>> Begin RECORDS TO PROCESS

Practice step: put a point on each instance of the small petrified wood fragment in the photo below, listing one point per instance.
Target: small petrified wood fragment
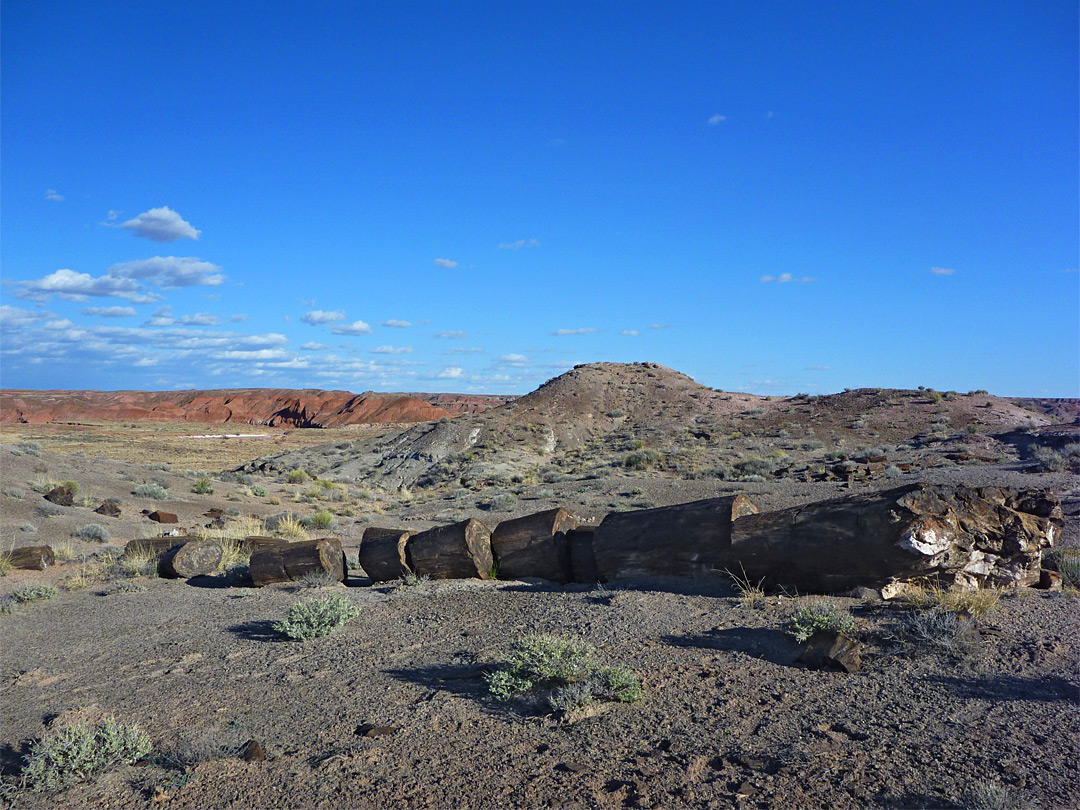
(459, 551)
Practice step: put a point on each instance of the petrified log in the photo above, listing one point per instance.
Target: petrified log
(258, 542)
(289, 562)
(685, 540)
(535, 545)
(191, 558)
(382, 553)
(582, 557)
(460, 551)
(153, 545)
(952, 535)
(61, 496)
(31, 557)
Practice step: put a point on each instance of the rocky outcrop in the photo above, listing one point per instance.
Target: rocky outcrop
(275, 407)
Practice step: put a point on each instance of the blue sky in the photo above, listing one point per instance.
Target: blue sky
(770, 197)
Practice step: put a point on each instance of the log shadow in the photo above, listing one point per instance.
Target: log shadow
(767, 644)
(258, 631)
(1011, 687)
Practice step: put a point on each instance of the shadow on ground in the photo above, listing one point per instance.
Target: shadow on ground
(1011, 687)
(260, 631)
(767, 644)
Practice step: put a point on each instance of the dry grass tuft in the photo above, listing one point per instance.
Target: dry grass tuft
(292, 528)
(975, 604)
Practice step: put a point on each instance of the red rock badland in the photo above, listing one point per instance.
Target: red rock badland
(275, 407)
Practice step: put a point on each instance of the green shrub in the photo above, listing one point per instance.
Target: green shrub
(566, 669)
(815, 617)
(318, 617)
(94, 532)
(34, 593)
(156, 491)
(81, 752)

>> End RECORDS TO PROCESS
>> Begin RECORDS TO PROCESS

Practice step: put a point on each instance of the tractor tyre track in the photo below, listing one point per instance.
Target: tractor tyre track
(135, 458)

>> End RECORDS TO PROCESS

TASK DIRECTIONS:
Locate every line in the listing above that contains the word "tractor" and copy each of those lines in full.

PROBLEM SOLUTION:
Practice step: put a point on each instance of the tractor tyre track in the photo below, listing one point per instance.
Target: tractor tyre track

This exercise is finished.